* **To do**
Reproduce the lines from the one containing "Where can you see the silver watch" through the one containing "column 326, row 990", swapping "watch band" for "wristband" and leaving everything else unchanged.

* **Given entries**
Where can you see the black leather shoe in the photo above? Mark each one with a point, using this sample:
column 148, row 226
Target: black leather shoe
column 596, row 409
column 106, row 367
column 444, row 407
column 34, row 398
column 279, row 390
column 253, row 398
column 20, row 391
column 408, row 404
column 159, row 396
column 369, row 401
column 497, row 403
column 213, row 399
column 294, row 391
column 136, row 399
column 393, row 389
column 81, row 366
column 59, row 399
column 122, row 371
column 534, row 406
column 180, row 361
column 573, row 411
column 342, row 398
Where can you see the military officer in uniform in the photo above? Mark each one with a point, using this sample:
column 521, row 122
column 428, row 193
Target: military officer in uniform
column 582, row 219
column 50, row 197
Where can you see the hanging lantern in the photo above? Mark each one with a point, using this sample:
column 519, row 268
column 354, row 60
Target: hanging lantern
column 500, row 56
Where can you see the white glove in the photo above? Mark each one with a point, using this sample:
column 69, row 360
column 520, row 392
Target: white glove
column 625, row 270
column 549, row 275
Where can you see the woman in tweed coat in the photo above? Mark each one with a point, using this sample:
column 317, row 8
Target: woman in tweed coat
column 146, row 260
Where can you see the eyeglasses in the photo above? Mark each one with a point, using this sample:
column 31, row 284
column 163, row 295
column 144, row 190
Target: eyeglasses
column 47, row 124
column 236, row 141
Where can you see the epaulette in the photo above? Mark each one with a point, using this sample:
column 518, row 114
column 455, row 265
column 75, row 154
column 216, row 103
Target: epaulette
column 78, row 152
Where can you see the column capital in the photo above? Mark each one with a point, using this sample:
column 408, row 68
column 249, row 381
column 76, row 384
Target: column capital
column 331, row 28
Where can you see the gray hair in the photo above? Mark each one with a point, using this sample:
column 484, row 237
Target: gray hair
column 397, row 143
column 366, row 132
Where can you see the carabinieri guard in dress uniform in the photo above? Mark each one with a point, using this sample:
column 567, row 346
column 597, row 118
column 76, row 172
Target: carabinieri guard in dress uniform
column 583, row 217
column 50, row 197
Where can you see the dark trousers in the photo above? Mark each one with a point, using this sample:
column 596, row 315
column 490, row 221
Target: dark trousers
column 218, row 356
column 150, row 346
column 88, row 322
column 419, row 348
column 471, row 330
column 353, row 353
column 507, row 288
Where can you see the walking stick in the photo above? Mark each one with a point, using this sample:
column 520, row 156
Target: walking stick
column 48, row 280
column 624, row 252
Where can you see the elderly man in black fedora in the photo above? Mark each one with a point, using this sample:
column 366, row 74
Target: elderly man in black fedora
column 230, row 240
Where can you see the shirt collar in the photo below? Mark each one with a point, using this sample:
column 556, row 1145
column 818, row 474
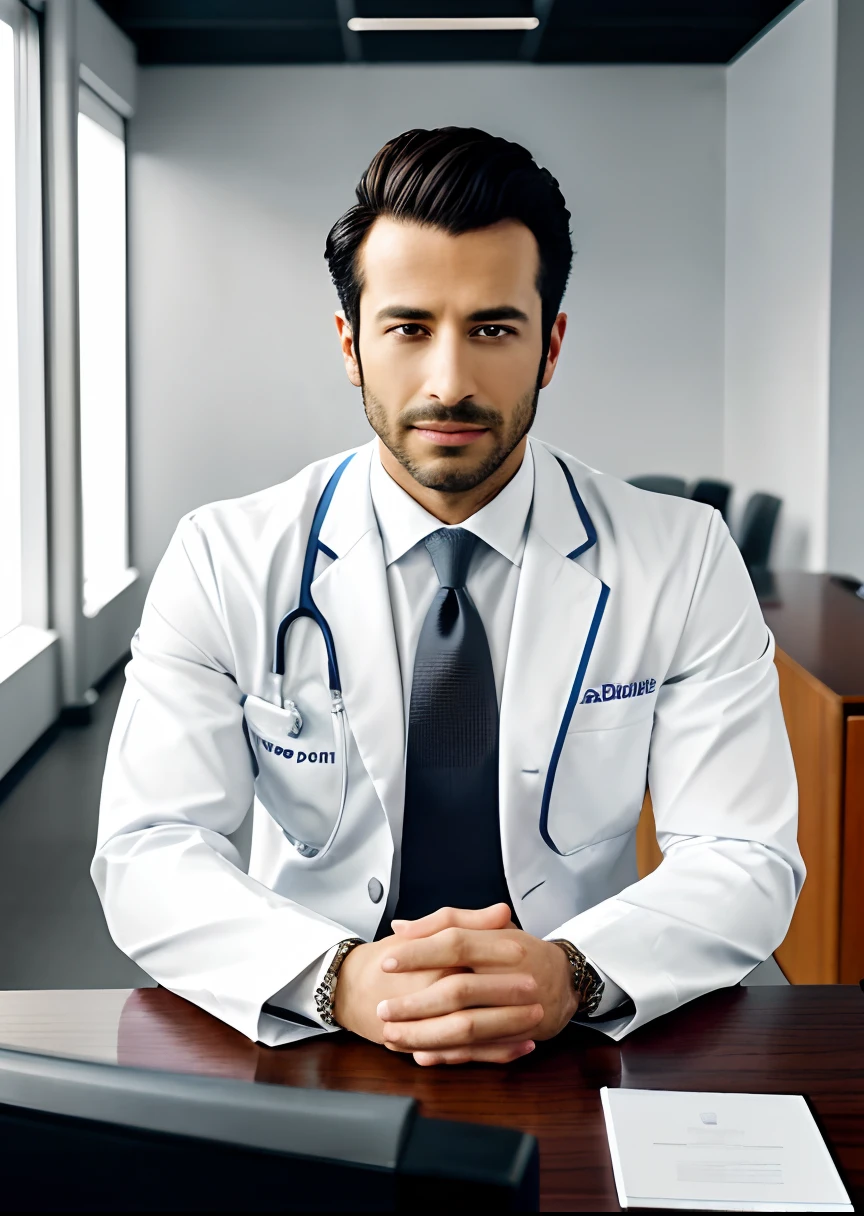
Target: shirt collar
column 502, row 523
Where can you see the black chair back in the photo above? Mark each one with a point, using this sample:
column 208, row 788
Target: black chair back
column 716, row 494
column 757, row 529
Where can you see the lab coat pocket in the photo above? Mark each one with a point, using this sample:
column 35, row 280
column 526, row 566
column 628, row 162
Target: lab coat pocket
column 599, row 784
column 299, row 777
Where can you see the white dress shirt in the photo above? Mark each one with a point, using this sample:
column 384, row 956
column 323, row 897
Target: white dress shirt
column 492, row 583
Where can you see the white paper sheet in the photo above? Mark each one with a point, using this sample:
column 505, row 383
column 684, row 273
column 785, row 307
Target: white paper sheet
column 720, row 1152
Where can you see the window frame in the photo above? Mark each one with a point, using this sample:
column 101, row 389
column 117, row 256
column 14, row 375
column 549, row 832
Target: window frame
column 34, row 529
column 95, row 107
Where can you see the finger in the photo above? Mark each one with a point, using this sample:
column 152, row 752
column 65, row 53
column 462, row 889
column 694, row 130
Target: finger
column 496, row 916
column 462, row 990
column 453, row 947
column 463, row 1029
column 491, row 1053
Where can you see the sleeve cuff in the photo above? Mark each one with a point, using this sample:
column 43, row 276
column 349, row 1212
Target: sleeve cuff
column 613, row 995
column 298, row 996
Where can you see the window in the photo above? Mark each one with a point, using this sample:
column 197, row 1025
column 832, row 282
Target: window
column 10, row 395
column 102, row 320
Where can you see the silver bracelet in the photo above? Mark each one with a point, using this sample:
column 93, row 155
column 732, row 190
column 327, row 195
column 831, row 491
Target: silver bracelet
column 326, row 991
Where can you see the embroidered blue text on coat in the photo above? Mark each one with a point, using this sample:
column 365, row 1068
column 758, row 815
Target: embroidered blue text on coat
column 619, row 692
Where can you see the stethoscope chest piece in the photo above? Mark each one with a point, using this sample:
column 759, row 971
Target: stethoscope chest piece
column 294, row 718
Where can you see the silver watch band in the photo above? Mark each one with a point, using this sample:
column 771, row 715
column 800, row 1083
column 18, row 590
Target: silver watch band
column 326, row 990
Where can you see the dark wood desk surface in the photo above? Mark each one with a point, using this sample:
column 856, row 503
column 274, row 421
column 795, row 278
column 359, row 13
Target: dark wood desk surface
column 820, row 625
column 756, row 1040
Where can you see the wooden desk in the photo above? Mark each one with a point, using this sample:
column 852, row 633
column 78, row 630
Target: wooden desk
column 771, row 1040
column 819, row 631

...

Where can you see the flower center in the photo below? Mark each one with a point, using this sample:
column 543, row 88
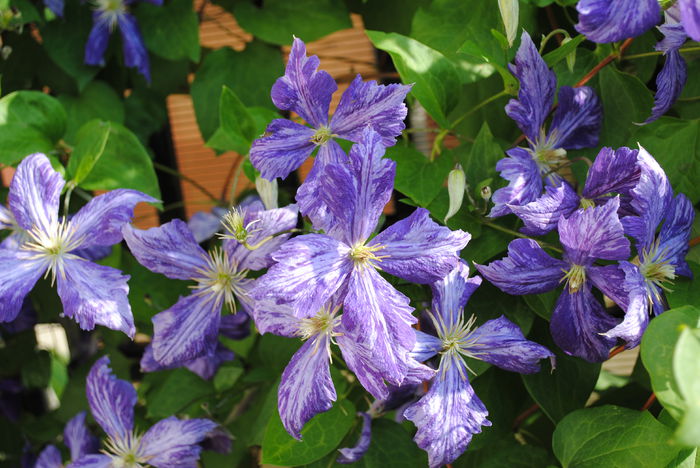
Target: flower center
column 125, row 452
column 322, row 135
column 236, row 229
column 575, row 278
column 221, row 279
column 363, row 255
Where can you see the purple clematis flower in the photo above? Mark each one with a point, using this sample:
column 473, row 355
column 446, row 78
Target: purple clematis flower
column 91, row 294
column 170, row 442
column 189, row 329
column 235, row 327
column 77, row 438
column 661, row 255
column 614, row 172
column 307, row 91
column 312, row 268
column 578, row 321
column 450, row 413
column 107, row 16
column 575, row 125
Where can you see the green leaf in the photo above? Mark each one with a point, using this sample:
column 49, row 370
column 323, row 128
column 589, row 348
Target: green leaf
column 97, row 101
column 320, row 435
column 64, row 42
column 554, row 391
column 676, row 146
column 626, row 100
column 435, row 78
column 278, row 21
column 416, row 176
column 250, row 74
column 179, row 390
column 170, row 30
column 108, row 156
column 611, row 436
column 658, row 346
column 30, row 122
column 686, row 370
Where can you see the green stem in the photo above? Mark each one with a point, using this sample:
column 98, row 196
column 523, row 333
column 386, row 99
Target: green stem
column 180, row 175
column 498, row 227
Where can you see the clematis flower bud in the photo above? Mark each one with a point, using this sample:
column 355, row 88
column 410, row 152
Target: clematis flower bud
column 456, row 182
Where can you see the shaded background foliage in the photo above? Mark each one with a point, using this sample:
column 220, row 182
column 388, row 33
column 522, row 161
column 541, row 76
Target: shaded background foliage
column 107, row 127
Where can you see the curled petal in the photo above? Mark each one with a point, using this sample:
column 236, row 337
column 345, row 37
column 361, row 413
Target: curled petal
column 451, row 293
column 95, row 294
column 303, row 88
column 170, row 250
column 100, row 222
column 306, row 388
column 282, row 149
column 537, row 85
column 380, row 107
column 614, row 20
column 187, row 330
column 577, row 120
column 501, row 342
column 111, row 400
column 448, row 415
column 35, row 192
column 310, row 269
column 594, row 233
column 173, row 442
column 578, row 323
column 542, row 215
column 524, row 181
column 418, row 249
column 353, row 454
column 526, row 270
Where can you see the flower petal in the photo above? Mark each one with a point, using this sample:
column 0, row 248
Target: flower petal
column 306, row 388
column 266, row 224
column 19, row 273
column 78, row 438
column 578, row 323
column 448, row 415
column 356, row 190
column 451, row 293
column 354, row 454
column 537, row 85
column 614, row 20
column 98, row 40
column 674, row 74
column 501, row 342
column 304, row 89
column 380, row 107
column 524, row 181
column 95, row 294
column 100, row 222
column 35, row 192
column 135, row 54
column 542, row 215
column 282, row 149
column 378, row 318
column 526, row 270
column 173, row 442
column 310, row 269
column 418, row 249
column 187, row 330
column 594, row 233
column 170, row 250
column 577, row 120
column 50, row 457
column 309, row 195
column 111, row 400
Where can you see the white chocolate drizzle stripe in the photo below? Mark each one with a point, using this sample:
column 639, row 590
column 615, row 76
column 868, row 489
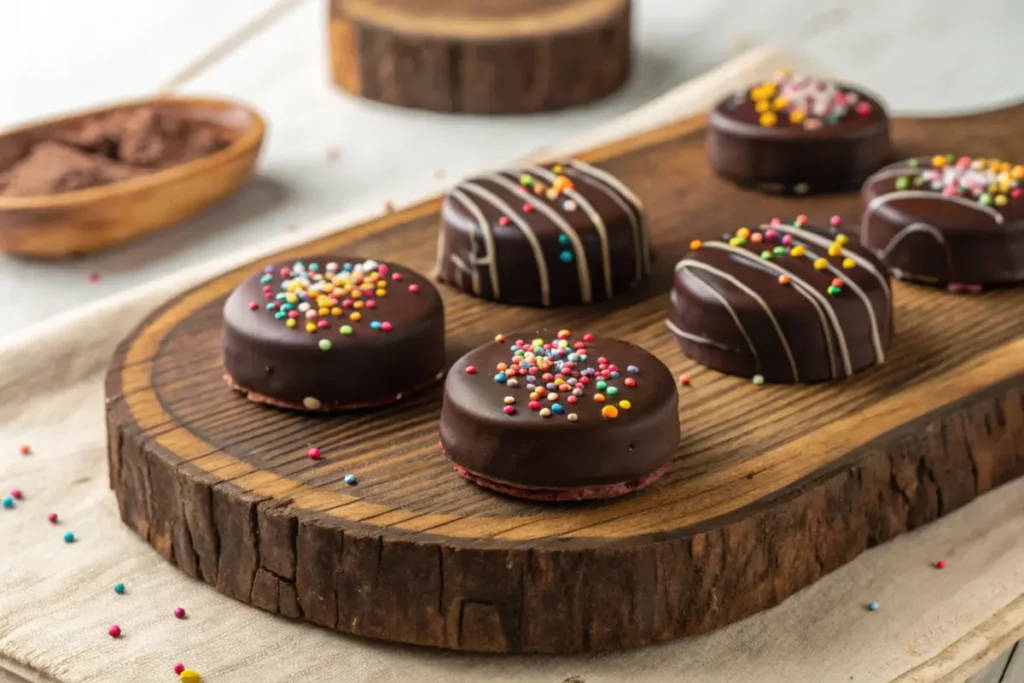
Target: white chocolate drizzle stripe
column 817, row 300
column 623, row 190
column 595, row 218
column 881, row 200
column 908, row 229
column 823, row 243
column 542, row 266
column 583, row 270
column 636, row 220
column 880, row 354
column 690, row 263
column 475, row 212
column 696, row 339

* **Correct response**
Where can you see the silver wristband in the photo above? Mark each one with a point, using this sample:
column 771, row 715
column 800, row 1083
column 18, row 590
Target: silver wristband
column 326, row 990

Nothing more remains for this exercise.